PROBLEM DETAILS:
Answer these questions using the extract on computers and gender:
1. Whose lecture has the writer been watching?
2. By the end of formal education, what had the writer been taught a computer was for?
3. What did the writer mainly use the home computer for?

EXTRACT PROVIDED:
# # # # # # #
Computers, Gender and The Imagination
I’ve been watching Tim Berners-Lee’s Do lecture, and it has crystallised something for me about IT, education, and a little bit about gender.
The other week on I-forget-which lefty/feminist/big hippy blog, there was another round of the usual flap about women in IT – how there weren’t enough of them, and the culture is bad, and we don’t do enough to encourage them, and we don’t give them an appropriate education to prepare them.
Without wishing to bore you all with a long personal history, I’m going to have to ask you to take my word for the fact that I got a dreadful IT education, and was fairly actively discouraged from pursuing it by my school. My one attempt to get an IT education was an absolutely dismal failure. Please, just trust me when I say: whatever you think an education that doesn’t prepare people to go into IT was, I got it. By the end of my formal education, I’d been taught that what a computer was for was word processors and spreadsheets, and how to use versions of them that were so primitive they were out of date before I left school. And a little bit about Charles Babbage that I don’t really remember any more, although I very clearly remember studying IT in soporifically hot classroom without any computers in it. I trust you see my point: school taught me that computers were dull and boring, and while they may not have taught me it because of my gender, they did very effectively teach me that computers were Not For Me.
In other words: I got exactly the sort of education that people talk about young women getting when the subject comes up in relation to gender. So obviously, these young women are just slackers, who aren’t trying hard enough.
No. Don’t be ridiculous. The difference, of course, is in my home life. (But not quite in the way you think.)
Even at home I wasn’t the image of the teenage male geek (in this respect – I had all the others down pat). Sure, I had a computer in the house from a young age, but what I used it for was games. I shoved a disk in the drive, double clicked an icon, and grabbed a joystick, and off I went. (I also used it for homework, from time to time.)
But.
# # # # # # #
Items in a dataset:
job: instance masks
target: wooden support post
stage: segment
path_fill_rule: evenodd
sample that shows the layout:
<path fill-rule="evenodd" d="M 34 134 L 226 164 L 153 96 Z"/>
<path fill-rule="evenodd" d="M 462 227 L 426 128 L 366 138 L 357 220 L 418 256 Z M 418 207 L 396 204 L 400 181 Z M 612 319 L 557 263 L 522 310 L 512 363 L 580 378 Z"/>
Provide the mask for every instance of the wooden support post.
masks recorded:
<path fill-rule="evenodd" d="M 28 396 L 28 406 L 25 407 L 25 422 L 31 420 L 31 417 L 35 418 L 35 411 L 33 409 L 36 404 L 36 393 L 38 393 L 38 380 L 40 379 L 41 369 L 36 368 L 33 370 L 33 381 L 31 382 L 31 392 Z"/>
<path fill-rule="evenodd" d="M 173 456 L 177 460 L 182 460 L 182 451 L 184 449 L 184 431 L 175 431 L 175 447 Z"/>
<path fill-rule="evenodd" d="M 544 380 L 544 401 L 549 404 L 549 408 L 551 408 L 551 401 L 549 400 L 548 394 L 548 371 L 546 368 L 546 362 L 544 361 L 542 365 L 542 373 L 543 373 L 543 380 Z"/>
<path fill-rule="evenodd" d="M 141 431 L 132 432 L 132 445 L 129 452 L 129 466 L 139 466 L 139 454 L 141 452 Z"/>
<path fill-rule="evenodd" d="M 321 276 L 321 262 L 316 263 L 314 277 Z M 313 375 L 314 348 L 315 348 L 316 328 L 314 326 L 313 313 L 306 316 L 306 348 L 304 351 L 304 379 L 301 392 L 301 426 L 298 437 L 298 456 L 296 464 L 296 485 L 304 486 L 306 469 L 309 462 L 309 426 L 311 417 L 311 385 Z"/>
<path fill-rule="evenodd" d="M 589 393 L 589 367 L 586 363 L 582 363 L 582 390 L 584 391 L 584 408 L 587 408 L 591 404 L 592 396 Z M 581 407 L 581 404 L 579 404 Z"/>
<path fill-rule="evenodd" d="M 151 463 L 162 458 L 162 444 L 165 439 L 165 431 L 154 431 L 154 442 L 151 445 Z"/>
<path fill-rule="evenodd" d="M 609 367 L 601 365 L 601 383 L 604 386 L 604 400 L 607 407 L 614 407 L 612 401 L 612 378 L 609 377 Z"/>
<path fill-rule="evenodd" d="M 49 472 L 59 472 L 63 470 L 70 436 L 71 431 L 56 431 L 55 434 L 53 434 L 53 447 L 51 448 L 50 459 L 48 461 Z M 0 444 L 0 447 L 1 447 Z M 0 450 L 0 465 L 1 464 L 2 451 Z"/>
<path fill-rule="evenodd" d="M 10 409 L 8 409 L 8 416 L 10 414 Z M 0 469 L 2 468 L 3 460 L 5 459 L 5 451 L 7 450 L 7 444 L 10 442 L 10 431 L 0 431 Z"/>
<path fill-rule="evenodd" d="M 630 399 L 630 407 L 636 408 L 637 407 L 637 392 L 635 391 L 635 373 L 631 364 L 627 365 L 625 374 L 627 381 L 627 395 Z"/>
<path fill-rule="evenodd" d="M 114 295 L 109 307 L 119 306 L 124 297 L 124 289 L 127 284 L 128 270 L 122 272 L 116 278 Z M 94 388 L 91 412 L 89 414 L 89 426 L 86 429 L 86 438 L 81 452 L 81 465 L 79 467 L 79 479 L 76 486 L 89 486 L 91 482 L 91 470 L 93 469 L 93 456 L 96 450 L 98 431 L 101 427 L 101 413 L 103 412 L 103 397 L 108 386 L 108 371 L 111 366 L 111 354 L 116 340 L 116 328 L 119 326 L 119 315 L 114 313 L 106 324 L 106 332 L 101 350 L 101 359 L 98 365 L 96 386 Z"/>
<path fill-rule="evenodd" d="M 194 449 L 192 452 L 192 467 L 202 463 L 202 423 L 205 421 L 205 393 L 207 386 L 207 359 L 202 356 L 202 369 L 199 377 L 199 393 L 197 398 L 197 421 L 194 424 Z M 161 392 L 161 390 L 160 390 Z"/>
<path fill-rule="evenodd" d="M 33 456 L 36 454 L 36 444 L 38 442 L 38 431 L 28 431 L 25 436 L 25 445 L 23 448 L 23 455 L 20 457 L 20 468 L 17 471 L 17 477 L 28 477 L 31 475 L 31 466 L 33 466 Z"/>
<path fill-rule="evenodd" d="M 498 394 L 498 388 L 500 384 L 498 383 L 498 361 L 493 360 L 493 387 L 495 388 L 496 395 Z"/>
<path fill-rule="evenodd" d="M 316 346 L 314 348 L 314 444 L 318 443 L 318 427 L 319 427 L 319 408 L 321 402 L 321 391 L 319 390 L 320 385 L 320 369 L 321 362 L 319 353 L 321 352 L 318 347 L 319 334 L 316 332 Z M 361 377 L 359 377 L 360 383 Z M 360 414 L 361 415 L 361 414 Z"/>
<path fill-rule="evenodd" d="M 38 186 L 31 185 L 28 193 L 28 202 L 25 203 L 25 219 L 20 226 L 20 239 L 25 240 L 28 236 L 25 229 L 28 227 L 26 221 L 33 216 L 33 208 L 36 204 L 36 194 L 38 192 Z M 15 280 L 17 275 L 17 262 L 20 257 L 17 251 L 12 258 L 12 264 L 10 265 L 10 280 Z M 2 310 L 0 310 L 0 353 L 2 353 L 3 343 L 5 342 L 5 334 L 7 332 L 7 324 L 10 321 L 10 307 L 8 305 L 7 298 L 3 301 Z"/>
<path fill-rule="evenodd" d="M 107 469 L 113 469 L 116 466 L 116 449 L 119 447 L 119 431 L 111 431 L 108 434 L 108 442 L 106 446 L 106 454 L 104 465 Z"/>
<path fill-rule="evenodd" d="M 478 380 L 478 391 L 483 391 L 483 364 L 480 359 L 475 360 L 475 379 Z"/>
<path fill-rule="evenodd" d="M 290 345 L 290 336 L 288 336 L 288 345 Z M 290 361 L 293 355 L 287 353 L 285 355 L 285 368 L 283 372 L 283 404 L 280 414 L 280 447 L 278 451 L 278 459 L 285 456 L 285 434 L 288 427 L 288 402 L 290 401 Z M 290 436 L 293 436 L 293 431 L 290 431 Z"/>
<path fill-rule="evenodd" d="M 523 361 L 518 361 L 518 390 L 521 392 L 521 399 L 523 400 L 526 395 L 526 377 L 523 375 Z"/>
# # # # # # #
RIGHT ANSWER:
1. Tim Berners-Lee's (his Do lecture).
2. Word processors and spreadsheets.
3. Games (and, from time to time, homework).